:: Written exercise ::
Transfer the lines of the records below, starting at the line containing "indicate the window with a point" and ending at the last line of the records, requests included. Add 146 to every coordinate number in the answers.

[Saved entries]
----------------
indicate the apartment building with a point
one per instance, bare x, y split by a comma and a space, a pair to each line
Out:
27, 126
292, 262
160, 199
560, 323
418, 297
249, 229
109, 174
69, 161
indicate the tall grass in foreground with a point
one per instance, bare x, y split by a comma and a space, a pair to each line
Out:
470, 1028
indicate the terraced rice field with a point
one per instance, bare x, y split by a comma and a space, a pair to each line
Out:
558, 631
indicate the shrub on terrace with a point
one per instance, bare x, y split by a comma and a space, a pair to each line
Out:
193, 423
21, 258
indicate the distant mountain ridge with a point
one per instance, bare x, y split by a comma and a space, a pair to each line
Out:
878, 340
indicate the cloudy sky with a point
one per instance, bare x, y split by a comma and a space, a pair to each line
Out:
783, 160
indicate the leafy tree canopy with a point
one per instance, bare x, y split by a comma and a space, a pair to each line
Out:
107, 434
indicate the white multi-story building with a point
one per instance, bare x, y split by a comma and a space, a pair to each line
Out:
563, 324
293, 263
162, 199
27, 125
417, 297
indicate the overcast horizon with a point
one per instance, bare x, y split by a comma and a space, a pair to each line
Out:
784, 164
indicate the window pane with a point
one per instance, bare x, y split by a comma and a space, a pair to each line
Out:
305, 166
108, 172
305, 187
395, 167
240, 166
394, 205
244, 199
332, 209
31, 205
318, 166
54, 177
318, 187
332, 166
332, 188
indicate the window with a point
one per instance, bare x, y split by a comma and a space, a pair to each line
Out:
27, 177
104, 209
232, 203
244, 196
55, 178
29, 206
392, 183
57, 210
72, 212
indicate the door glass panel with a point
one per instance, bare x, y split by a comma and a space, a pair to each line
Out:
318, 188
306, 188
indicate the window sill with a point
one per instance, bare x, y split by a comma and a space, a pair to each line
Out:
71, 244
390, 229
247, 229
----------------
:: Solution to this problem ::
indicate the window with a point
one per instance, bare x, y split by a comma and a space, a pair to each line
Out:
173, 323
250, 355
378, 349
390, 342
201, 324
175, 352
538, 329
203, 356
218, 358
indicate the door glass panel with a point
one per instance, bare x, y split by a comma and a space, a pair to each line
Out:
464, 334
452, 334
indicate the window sill with a point
one per instance, bare x, y split by a comma and a space, a pair to each line
Out:
217, 390
536, 375
393, 375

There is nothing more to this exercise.